PROBLEM: Print every item below verbatim, leaving out the pictures.

——

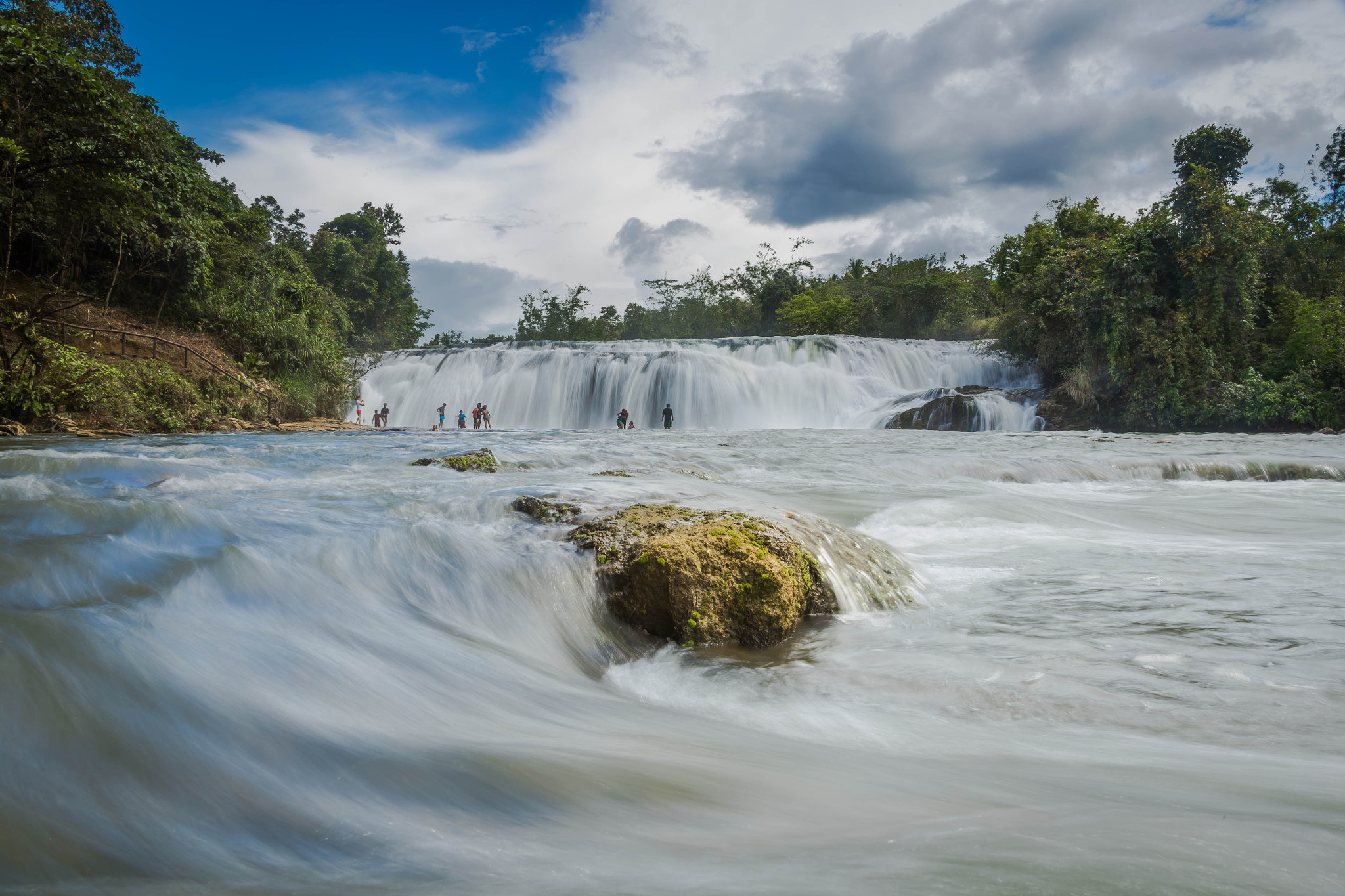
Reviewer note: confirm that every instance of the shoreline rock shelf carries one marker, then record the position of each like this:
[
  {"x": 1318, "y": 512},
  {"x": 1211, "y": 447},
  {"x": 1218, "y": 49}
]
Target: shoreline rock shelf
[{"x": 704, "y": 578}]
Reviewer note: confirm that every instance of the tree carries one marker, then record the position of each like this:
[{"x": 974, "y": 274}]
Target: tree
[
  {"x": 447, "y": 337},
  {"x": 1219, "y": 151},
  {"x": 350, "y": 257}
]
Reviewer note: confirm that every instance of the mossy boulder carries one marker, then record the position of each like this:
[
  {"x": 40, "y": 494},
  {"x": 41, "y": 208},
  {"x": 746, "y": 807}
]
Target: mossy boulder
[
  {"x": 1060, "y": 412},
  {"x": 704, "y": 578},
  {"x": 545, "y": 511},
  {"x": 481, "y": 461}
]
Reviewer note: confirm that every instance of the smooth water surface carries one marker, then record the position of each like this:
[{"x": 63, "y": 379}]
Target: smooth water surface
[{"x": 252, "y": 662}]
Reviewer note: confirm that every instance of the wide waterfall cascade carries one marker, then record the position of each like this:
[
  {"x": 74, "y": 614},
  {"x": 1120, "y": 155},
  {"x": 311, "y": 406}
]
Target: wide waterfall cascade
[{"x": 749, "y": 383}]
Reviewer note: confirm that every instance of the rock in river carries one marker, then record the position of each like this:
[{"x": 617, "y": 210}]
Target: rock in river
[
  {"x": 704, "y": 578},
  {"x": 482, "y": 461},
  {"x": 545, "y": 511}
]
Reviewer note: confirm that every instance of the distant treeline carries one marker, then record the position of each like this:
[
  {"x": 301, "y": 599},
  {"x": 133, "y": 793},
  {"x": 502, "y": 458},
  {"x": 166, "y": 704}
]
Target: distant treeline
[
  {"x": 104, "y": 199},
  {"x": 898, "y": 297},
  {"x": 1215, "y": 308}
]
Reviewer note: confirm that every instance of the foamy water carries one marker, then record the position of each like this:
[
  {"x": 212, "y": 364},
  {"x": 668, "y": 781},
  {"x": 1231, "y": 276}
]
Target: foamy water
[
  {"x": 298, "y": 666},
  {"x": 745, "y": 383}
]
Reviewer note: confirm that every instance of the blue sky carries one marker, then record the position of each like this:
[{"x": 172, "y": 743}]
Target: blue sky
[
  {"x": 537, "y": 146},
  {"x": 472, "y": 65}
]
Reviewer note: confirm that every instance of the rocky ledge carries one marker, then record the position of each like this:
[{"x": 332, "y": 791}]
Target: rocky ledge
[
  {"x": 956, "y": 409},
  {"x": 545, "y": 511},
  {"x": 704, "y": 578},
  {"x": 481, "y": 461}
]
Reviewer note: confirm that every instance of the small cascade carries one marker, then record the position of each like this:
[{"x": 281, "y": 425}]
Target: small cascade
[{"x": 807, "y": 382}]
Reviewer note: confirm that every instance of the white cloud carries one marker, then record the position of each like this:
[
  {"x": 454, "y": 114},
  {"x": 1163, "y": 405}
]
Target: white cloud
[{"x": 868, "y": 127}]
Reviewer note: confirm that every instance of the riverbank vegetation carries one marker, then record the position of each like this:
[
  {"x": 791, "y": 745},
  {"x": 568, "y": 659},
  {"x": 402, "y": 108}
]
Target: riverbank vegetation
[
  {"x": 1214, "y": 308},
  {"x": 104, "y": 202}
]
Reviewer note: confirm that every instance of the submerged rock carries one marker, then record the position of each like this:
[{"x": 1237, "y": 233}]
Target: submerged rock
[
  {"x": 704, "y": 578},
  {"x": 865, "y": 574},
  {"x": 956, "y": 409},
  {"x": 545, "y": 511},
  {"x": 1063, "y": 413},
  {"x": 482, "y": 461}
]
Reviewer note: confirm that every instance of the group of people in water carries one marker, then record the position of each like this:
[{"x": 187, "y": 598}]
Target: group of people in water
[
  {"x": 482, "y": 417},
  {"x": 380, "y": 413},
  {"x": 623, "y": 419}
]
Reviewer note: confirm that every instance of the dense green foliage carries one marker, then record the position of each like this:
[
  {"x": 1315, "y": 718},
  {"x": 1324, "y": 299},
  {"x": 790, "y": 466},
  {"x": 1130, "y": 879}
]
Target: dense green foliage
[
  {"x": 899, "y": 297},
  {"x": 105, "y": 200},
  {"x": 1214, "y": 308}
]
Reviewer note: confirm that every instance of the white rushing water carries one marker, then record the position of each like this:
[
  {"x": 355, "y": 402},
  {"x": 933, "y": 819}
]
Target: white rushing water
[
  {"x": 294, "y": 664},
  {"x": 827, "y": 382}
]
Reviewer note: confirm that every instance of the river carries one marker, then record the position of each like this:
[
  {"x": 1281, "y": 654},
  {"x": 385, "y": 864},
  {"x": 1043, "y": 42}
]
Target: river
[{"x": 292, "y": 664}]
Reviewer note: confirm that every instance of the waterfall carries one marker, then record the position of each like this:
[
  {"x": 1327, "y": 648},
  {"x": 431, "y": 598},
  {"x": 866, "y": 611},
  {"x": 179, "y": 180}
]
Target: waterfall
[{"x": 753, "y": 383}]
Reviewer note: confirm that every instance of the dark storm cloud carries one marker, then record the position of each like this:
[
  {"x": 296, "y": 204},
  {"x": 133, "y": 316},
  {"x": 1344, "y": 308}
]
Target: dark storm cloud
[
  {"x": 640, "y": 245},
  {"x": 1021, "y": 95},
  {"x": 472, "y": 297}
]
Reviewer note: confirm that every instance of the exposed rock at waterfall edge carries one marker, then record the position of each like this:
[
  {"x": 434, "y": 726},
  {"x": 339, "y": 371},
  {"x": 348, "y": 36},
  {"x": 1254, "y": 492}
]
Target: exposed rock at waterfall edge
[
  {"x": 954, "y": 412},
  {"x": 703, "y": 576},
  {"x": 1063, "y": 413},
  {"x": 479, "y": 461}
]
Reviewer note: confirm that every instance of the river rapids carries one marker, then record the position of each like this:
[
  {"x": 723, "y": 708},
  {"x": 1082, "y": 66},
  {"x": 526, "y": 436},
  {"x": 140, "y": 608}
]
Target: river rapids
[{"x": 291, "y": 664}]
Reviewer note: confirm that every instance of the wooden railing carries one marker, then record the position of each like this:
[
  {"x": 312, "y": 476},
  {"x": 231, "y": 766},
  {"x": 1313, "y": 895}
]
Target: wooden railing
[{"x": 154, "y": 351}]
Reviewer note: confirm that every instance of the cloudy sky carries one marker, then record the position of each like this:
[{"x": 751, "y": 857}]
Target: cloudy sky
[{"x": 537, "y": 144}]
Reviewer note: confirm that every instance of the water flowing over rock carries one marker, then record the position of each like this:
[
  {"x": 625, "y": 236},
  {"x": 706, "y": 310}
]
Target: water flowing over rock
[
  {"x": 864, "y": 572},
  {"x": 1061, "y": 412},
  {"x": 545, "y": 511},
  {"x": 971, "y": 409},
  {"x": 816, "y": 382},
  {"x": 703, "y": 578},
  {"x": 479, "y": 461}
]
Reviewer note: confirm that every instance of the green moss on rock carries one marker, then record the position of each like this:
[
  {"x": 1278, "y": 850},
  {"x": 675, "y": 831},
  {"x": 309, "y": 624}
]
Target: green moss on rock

——

EXERCISE ANSWER:
Reviewer note: confirm that every instance of the shoreline rock shelf carries one marker, then record the position of each like this:
[
  {"x": 1318, "y": 512},
  {"x": 1211, "y": 447},
  {"x": 1218, "y": 49}
]
Target: shoreline rock shelf
[{"x": 704, "y": 578}]
Reviewer note: confirm that every instance of the tree carries one marker, then record the position of each like this:
[{"x": 974, "y": 274}]
Target: tree
[
  {"x": 447, "y": 337},
  {"x": 1219, "y": 151},
  {"x": 350, "y": 257}
]
Reviewer note: confirm that every instance of the mossy boulder carries one marker, then record the position of each like this:
[
  {"x": 40, "y": 494},
  {"x": 41, "y": 208},
  {"x": 746, "y": 807}
]
Target: mossy boulder
[
  {"x": 1060, "y": 412},
  {"x": 704, "y": 578},
  {"x": 545, "y": 511},
  {"x": 481, "y": 461}
]
Reviewer note: confirm that every instance of the smooth water surface carries one marker, then record the position of each like this:
[{"x": 63, "y": 379}]
Target: smooth water surface
[{"x": 252, "y": 662}]
Reviewer note: confirm that every instance of the wide waterfall cascade carries one marker, then record the position of each like this:
[
  {"x": 74, "y": 614},
  {"x": 1120, "y": 155},
  {"x": 311, "y": 406}
]
Target: wide waterfall cascade
[{"x": 749, "y": 383}]
Reviewer note: confirm that every instance of the rock in river carries one marker, then record the position of each like this:
[{"x": 617, "y": 210}]
Target: rock in river
[
  {"x": 704, "y": 578},
  {"x": 482, "y": 461},
  {"x": 545, "y": 511}
]
Reviewer note: confirm that every instance of the distant treeline carries one marker, then record the position of each like this:
[
  {"x": 301, "y": 599},
  {"x": 133, "y": 793},
  {"x": 502, "y": 458},
  {"x": 166, "y": 704}
]
Target: distant treeline
[
  {"x": 104, "y": 199},
  {"x": 898, "y": 297},
  {"x": 1215, "y": 308}
]
Reviewer note: confirm that every instance of the foamy water carries one marker, then record the position of each like this:
[
  {"x": 212, "y": 364},
  {"x": 668, "y": 781},
  {"x": 1231, "y": 276}
]
Target: foamy water
[
  {"x": 298, "y": 666},
  {"x": 745, "y": 383}
]
Reviewer note: confirm that every instance of the blue sky carries one marker, then record the position of each like this:
[{"x": 172, "y": 743}]
Target: blue sky
[
  {"x": 537, "y": 146},
  {"x": 472, "y": 65}
]
Reviewer note: confirm that every instance of the rocky ledge carries one marker, then record the position of each like this:
[{"x": 332, "y": 791}]
Target: rocky ledge
[
  {"x": 956, "y": 409},
  {"x": 545, "y": 511},
  {"x": 704, "y": 578},
  {"x": 481, "y": 461}
]
Reviewer note: confirm that every instance of the small cascade carries one marker, then record the position of each like this:
[{"x": 281, "y": 425}]
Target: small cascade
[{"x": 807, "y": 382}]
Reviewer note: confirm that every instance of the white cloud carries one marker, then record the position of each like this:
[
  {"x": 454, "y": 114},
  {"x": 1163, "y": 405}
]
Target: white cloud
[{"x": 868, "y": 127}]
Reviewer note: confirm that every instance of the riverbank vegetation carries one marker, then record the position of each like this:
[
  {"x": 791, "y": 745},
  {"x": 568, "y": 659},
  {"x": 402, "y": 108}
]
Target: riverbank vegetation
[
  {"x": 1214, "y": 308},
  {"x": 104, "y": 202}
]
Reviewer note: confirm that every instance of the submerged rock carries one marker, then record the position of each like this:
[{"x": 1237, "y": 233}]
Target: submerged rock
[
  {"x": 704, "y": 578},
  {"x": 865, "y": 574},
  {"x": 956, "y": 409},
  {"x": 545, "y": 511},
  {"x": 1063, "y": 413},
  {"x": 482, "y": 461}
]
Reviewer note: confirm that every instance of the group of people in water carries one marker, then record the position of each like this:
[{"x": 187, "y": 598}]
Target: group of people in water
[
  {"x": 482, "y": 417},
  {"x": 380, "y": 413},
  {"x": 623, "y": 419}
]
Reviewer note: confirm that every instance of the dense green foliage carries one marker, then record the position of each like this:
[
  {"x": 1315, "y": 718},
  {"x": 1324, "y": 299},
  {"x": 790, "y": 466},
  {"x": 1130, "y": 879}
]
Target: dense green foliage
[
  {"x": 899, "y": 297},
  {"x": 105, "y": 200},
  {"x": 1214, "y": 308}
]
Reviewer note: confirm that every instance of the white rushing water carries one marker, then record the position of each like this:
[
  {"x": 355, "y": 402},
  {"x": 933, "y": 819}
]
Target: white rushing water
[
  {"x": 294, "y": 664},
  {"x": 827, "y": 382}
]
Reviewer note: confirm that every instance of the river carries one marker, then record the position of each like this:
[
  {"x": 1281, "y": 654},
  {"x": 385, "y": 864},
  {"x": 1043, "y": 42}
]
Target: river
[{"x": 292, "y": 664}]
Reviewer note: confirm that every instance of the waterfall carries one marker, then record the position of each like this:
[
  {"x": 1327, "y": 648},
  {"x": 431, "y": 598},
  {"x": 866, "y": 611},
  {"x": 179, "y": 180}
]
Target: waterfall
[{"x": 753, "y": 383}]
Reviewer note: confirm that every instance of the dark storm cloud carries one marker, then record the position of each like this:
[
  {"x": 296, "y": 204},
  {"x": 133, "y": 316},
  {"x": 1344, "y": 308}
]
Target: dark storm cloud
[
  {"x": 640, "y": 245},
  {"x": 1021, "y": 95},
  {"x": 472, "y": 297}
]
Reviewer note: confirm that every instance of the exposed rock at waterfall edge carries one marker, then record the position of each like this:
[
  {"x": 434, "y": 726},
  {"x": 339, "y": 371},
  {"x": 348, "y": 36},
  {"x": 1254, "y": 492}
]
Target: exposed rock at waterfall edge
[
  {"x": 954, "y": 412},
  {"x": 703, "y": 576},
  {"x": 1063, "y": 413},
  {"x": 479, "y": 461}
]
Reviewer note: confirm that every instance of the river rapids carries one marker, then record the position of each like this:
[
  {"x": 723, "y": 708},
  {"x": 1082, "y": 66},
  {"x": 526, "y": 436},
  {"x": 140, "y": 608}
]
Target: river rapids
[{"x": 291, "y": 664}]
Reviewer note: confirm that every instance of the wooden railing carries one marker, then record the position of each like this:
[
  {"x": 312, "y": 476},
  {"x": 231, "y": 766},
  {"x": 1313, "y": 895}
]
Target: wooden railing
[{"x": 154, "y": 351}]
Reviewer note: confirm that every instance of the cloudy sky carries one marker, then record the position of each like this:
[{"x": 751, "y": 857}]
Target: cloudy sky
[{"x": 537, "y": 144}]
Reviewer note: confirm that every instance of the water flowing over rock carries one marker, then record the position of each like this:
[
  {"x": 625, "y": 236},
  {"x": 706, "y": 310}
]
Target: water flowing over rock
[
  {"x": 864, "y": 572},
  {"x": 1061, "y": 412},
  {"x": 545, "y": 511},
  {"x": 971, "y": 409},
  {"x": 816, "y": 382},
  {"x": 703, "y": 578},
  {"x": 479, "y": 461}
]
Reviewer note: confirm that every instance of the green moss on rock carries one marker, then record the position of each like this:
[
  {"x": 1278, "y": 850},
  {"x": 675, "y": 831},
  {"x": 309, "y": 624}
]
Target: green moss on rock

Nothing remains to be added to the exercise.